Ziel A = Gib aus den Einträgen unten die Zeilen unverändert aus, beginnend mit der Zeile, die „The function MUST return, for every instance of the short“ enthält, und endend mit dem Ende der Einträge, beide Enden eingeschlossen.

################

Die deutsch-ukrainische Bürgerinitiative „Information Front Activists" (INFRA) organisiert gemeinsam mit ukrainischen Gemeinden der Stadt Regensburg am kommenden Sonntag am Emmeramsplatz in Regensburg eine Kundgebung unter dem Titel: „Keine Bühne für Kreml-Propaganda, #NoNetrebko“.
Am Sonntag, den 27. Juli, findet anlässlich des Auftritts der Opernsängerin Anna Netrebko um 18:00 Uhr bei den Thurn und Taxis Schlossfestspielen in Regensburg eine Kundgebung am Emmeramsplatz statt.

################

Ziel B = Gib den Text über die Kundgebung in Regensburg vollständig und ohne jede Änderung zurück.

(Gespeicherte Dateneinträge)
################

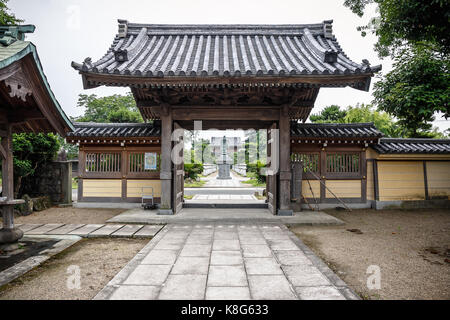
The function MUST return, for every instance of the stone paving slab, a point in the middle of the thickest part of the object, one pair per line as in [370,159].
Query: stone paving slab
[85,230]
[127,231]
[105,231]
[99,230]
[44,229]
[65,229]
[148,231]
[195,262]
[27,227]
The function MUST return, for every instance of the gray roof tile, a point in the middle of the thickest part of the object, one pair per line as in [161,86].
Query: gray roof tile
[225,50]
[402,146]
[114,130]
[335,130]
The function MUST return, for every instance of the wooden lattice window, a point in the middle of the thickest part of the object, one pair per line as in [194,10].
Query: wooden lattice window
[343,163]
[103,162]
[137,162]
[310,161]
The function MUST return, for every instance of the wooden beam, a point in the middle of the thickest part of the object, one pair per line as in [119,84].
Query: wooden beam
[198,113]
[285,175]
[166,161]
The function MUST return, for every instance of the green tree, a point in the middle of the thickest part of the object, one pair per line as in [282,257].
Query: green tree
[365,113]
[415,34]
[382,120]
[415,90]
[70,149]
[329,114]
[116,108]
[31,151]
[6,17]
[417,22]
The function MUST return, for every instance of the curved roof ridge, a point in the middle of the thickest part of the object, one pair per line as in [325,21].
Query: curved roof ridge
[314,45]
[415,140]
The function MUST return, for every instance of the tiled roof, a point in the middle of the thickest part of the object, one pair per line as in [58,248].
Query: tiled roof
[151,50]
[335,130]
[395,145]
[110,130]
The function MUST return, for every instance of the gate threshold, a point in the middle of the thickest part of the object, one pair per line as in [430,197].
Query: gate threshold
[225,205]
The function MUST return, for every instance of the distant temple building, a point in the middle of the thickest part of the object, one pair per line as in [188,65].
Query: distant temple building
[262,77]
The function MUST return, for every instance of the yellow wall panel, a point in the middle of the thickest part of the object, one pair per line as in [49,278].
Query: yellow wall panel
[306,190]
[401,180]
[344,188]
[134,187]
[370,181]
[438,174]
[371,154]
[102,188]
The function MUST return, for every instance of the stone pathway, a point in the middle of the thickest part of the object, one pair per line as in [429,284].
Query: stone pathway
[226,262]
[210,197]
[92,230]
[236,181]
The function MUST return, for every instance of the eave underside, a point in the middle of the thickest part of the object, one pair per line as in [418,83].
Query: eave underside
[24,102]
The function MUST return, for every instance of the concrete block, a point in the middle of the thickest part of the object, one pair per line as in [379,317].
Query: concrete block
[184,287]
[227,276]
[270,287]
[149,275]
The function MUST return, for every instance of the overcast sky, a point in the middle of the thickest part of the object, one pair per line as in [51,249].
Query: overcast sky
[71,30]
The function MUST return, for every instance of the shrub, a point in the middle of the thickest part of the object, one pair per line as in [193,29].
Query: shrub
[192,170]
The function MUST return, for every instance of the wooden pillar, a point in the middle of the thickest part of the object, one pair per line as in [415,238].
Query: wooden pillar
[285,175]
[297,176]
[8,234]
[166,161]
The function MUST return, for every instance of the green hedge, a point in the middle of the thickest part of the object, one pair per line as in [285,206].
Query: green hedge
[192,170]
[254,169]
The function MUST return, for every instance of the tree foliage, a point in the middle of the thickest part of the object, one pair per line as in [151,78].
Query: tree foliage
[415,90]
[366,113]
[116,109]
[6,17]
[424,22]
[415,33]
[31,151]
[330,114]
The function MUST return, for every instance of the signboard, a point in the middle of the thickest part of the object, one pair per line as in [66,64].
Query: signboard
[151,162]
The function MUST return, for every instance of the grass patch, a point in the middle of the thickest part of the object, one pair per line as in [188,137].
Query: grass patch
[194,184]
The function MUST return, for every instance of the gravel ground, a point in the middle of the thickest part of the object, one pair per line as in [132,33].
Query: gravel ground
[411,247]
[70,215]
[99,261]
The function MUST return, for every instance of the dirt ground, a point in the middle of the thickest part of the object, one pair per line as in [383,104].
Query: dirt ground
[99,260]
[411,247]
[69,216]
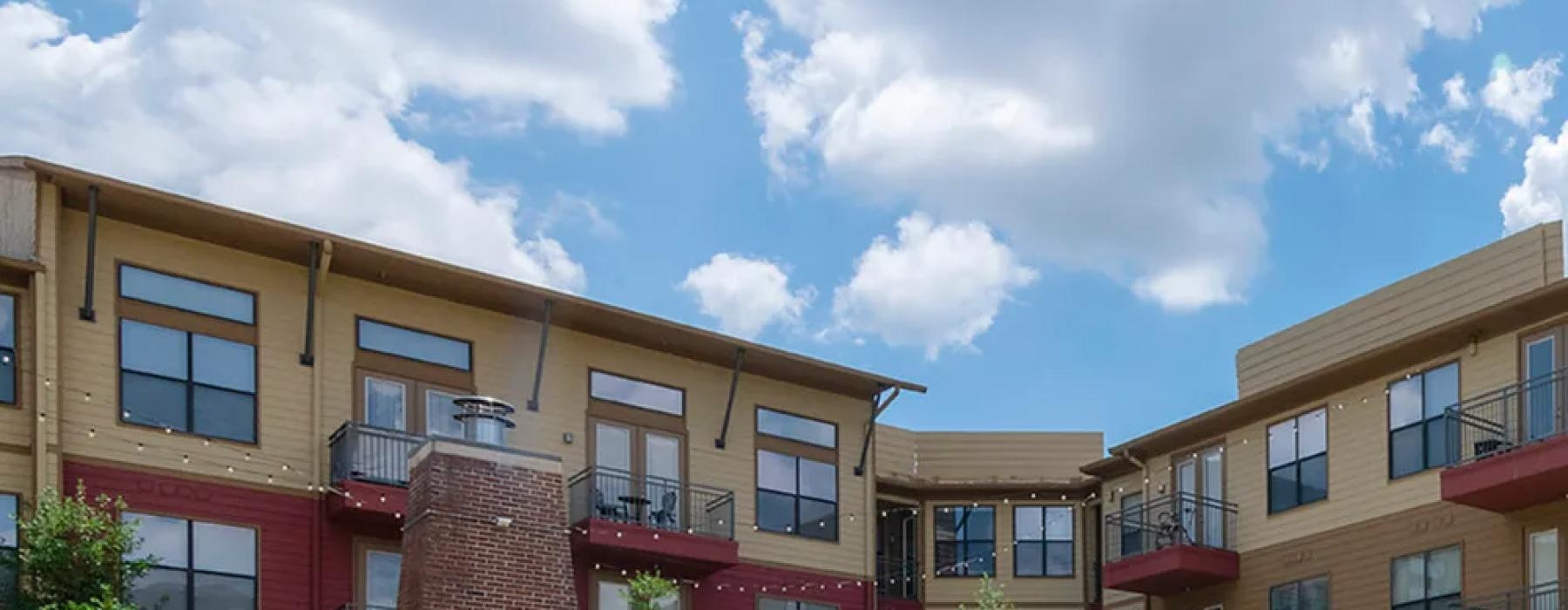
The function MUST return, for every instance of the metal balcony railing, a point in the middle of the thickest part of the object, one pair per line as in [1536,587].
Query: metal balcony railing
[662,504]
[1507,417]
[1528,598]
[374,455]
[1178,519]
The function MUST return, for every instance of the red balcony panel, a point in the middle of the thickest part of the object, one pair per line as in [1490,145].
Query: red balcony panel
[686,554]
[1172,570]
[368,507]
[1511,480]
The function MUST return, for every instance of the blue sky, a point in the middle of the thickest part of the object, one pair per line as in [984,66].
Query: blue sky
[666,170]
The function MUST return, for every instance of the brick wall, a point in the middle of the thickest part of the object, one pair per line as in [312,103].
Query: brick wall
[458,549]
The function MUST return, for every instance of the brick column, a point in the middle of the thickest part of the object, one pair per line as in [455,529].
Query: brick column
[486,529]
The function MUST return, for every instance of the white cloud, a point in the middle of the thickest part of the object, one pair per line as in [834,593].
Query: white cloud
[1456,93]
[745,295]
[1457,151]
[1125,139]
[290,107]
[935,286]
[1518,94]
[1540,196]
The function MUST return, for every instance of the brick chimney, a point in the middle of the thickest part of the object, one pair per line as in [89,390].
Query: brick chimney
[486,529]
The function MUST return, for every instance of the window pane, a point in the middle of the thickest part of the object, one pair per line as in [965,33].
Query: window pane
[152,350]
[1410,579]
[225,547]
[386,403]
[797,429]
[160,588]
[1058,559]
[1315,478]
[619,390]
[1058,523]
[8,521]
[1315,594]
[1405,452]
[1443,573]
[225,414]
[160,537]
[1403,402]
[819,480]
[776,471]
[1029,559]
[1029,523]
[225,592]
[186,294]
[441,414]
[383,571]
[413,343]
[152,400]
[1283,598]
[1281,443]
[1440,390]
[223,363]
[775,512]
[819,519]
[1281,488]
[1311,433]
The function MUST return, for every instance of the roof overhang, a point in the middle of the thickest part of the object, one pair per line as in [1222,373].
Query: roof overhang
[229,227]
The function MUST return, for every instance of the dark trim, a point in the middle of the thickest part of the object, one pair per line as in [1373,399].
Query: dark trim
[729,405]
[85,312]
[538,364]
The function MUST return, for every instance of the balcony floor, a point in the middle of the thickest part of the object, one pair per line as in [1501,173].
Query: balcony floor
[1172,570]
[613,541]
[1507,482]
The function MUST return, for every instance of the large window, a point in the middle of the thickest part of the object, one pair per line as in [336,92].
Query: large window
[632,392]
[964,539]
[1301,594]
[1043,541]
[1418,431]
[797,496]
[1429,580]
[199,565]
[8,366]
[187,356]
[1299,461]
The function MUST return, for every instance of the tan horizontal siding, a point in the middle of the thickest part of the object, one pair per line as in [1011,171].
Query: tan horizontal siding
[1462,286]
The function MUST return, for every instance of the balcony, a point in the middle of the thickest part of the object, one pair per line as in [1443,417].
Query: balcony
[1507,449]
[1172,545]
[621,519]
[370,469]
[1528,598]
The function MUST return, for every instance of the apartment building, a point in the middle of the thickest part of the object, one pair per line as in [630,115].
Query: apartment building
[253,390]
[1011,505]
[1401,451]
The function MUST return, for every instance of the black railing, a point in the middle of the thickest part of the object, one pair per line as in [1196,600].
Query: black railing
[897,578]
[662,504]
[1528,598]
[1178,519]
[1507,417]
[368,453]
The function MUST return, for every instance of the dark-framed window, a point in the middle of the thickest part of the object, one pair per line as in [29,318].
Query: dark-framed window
[1043,541]
[1419,433]
[1299,461]
[1301,594]
[964,539]
[199,565]
[1427,580]
[635,392]
[186,359]
[797,496]
[8,366]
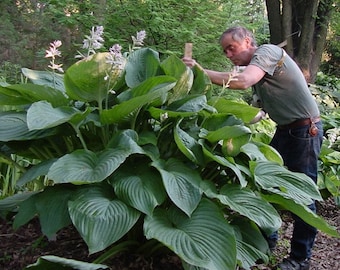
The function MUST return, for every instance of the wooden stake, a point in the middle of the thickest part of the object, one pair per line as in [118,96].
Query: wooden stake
[188,50]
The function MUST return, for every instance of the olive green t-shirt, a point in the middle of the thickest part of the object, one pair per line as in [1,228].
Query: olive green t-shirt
[283,91]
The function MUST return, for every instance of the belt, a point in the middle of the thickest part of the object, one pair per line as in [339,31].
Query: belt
[300,123]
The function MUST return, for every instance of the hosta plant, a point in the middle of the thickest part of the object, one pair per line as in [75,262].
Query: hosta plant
[136,154]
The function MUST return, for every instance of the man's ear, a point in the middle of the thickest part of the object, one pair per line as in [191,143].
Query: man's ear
[248,41]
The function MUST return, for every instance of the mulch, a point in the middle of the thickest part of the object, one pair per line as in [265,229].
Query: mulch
[20,248]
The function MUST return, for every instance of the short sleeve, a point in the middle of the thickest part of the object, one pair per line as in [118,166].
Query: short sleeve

################

Vollständige Antwort A =
The function MUST return, for every instance of the short sleeve, a point in the middle of the thickest part of the object, one pair per line as in [118,166].
Query: short sleeve

Vollständige Antwort B =
Die deutsch-ukrainische Bürgerinitiative „Information Front Activists" (INFRA) organisiert gemeinsam mit ukrainischen Gemeinden der Stadt Regensburg am kommenden Sonntag am Emmeramsplatz in Regensburg eine Kundgebung unter dem Titel: „Keine Bühne für Kreml-Propaganda, #NoNetrebko“.
Am Sonntag, den 27. Juli, findet anlässlich des Auftritts der Opernsängerin Anna Netrebko um 18:00 Uhr bei den Thurn und Taxis Schlossfestspielen in Regensburg eine Kundgebung am Emmeramsplatz statt.